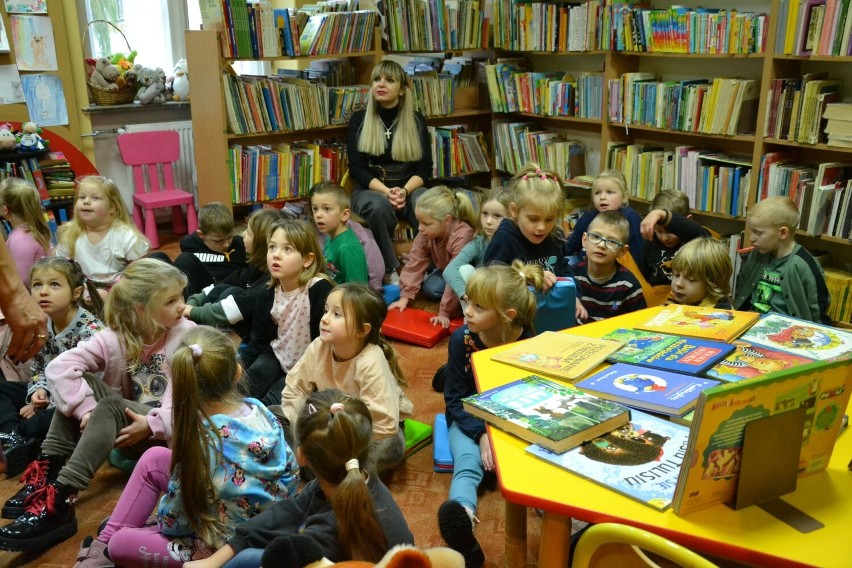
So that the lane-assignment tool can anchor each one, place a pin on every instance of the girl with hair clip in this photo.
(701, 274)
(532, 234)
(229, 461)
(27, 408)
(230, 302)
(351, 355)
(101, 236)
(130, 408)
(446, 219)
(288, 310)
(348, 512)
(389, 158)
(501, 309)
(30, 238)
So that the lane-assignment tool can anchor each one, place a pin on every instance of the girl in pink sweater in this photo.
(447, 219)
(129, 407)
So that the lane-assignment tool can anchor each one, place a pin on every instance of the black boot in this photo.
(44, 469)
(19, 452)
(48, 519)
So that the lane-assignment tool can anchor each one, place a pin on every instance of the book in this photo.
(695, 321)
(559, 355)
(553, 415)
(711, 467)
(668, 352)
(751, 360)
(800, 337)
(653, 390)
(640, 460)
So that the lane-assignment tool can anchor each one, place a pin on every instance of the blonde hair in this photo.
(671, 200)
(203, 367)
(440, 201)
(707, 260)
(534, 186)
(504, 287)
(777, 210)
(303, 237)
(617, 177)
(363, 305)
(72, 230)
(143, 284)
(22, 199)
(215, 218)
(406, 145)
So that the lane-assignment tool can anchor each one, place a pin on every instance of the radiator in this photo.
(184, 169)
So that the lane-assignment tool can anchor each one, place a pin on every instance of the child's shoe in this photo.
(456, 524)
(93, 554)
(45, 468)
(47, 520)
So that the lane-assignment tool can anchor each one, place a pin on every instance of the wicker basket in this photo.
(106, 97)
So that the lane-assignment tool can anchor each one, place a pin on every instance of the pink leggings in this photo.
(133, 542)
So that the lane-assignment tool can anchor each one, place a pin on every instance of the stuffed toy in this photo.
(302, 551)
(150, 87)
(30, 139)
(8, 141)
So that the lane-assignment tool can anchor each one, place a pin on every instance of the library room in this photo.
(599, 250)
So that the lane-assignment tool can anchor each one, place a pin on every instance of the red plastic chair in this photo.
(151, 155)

- - -

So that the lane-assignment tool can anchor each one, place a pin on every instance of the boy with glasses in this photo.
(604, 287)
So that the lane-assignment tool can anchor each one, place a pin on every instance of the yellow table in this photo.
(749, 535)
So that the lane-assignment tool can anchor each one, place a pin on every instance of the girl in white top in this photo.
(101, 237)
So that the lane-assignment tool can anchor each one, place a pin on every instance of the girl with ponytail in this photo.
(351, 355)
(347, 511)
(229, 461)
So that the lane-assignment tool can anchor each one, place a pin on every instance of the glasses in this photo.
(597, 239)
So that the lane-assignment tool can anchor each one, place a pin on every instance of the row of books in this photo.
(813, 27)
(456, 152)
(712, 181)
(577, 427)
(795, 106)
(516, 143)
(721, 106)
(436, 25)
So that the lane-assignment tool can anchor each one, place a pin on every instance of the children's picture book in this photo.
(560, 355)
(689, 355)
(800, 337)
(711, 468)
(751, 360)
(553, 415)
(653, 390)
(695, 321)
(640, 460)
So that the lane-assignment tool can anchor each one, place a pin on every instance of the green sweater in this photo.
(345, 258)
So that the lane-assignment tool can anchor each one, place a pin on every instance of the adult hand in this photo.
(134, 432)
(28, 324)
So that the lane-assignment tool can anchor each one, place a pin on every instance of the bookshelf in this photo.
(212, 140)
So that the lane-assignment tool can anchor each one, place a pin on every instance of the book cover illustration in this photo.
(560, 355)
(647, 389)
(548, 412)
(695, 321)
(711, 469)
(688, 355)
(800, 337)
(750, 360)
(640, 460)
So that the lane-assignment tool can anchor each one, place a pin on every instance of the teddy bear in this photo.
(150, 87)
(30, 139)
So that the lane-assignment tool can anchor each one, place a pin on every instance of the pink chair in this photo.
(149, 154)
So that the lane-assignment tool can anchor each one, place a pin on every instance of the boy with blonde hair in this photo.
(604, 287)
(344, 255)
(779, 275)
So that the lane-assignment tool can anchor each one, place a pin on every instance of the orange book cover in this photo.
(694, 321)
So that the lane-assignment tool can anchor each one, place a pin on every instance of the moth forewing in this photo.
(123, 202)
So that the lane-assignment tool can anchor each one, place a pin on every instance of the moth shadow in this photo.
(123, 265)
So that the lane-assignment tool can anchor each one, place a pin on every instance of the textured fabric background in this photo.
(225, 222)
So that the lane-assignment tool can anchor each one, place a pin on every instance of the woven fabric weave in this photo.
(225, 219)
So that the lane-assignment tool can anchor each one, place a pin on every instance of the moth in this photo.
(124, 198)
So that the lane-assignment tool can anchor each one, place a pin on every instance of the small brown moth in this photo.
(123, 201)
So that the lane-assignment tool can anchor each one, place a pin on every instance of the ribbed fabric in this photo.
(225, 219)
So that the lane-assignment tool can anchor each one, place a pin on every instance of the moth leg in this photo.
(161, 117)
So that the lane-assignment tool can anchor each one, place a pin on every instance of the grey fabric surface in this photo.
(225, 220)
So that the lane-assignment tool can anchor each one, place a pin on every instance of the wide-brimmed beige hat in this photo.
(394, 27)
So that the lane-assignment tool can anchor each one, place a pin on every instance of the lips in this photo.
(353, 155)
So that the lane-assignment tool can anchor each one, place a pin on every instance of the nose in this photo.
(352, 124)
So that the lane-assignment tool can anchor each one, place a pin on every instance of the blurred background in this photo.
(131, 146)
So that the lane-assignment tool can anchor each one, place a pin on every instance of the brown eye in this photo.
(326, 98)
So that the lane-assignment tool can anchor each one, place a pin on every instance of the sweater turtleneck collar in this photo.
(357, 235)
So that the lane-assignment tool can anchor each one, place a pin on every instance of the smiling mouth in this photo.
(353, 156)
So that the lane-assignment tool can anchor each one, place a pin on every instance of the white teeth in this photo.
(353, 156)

- - -

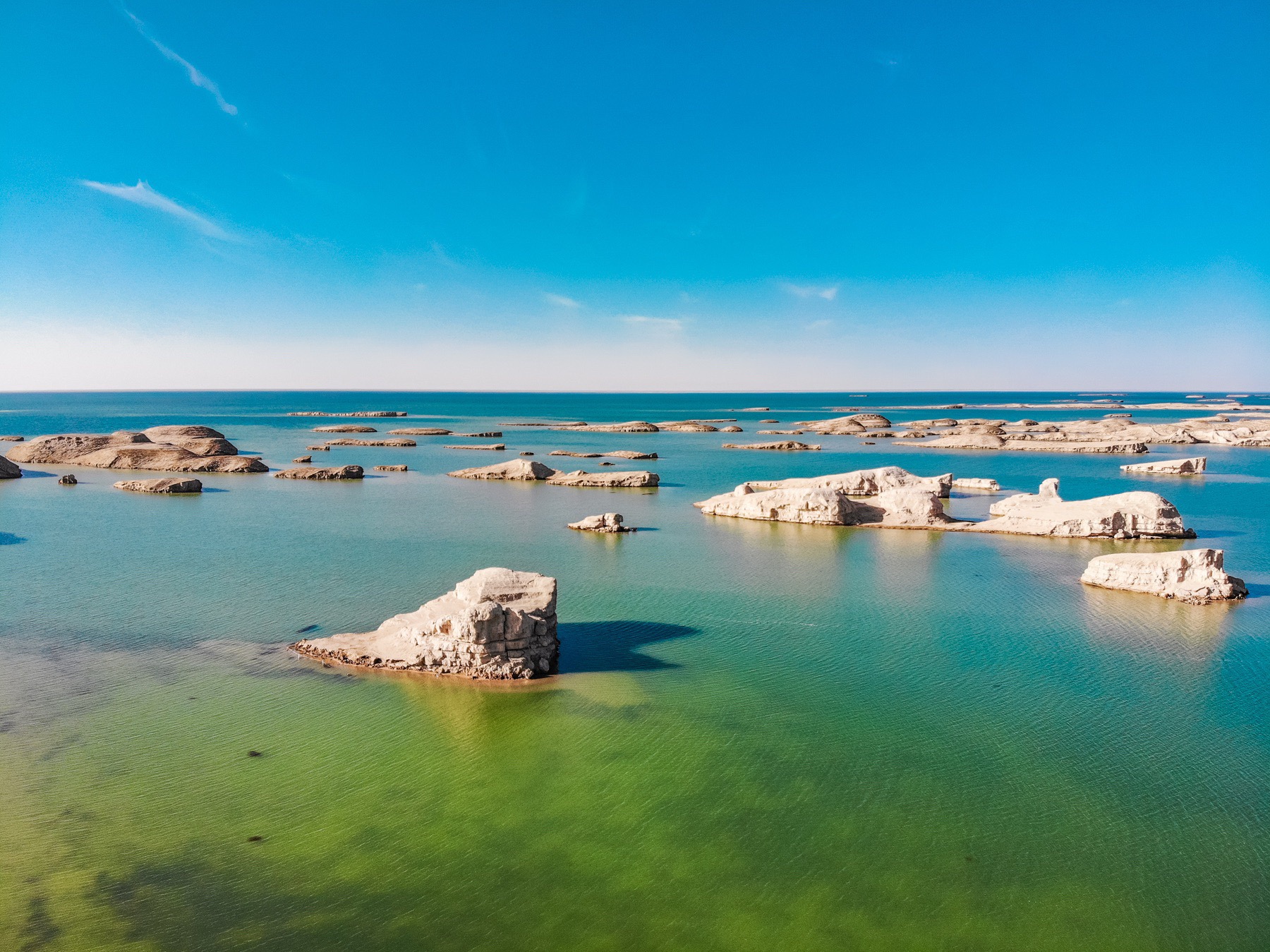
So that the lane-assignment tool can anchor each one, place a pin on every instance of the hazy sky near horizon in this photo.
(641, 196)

- - -

# WHAT NEEDS TO BE DONE:
Pick out every line in the entries above that contains the word "pink", and copy each of those lines.

# THE SOLUTION:
So that the lane-assignment tool can anchor each one, place a pin on every instance of the girl in pink sweater in this photo.
So that the lane-assignment tool can anchor each one, place a pin on every instance of the pink leggings in this photo.
So that the lane-assignment tool can anchor each one, place a pin on every instance of the pink chair in this photo.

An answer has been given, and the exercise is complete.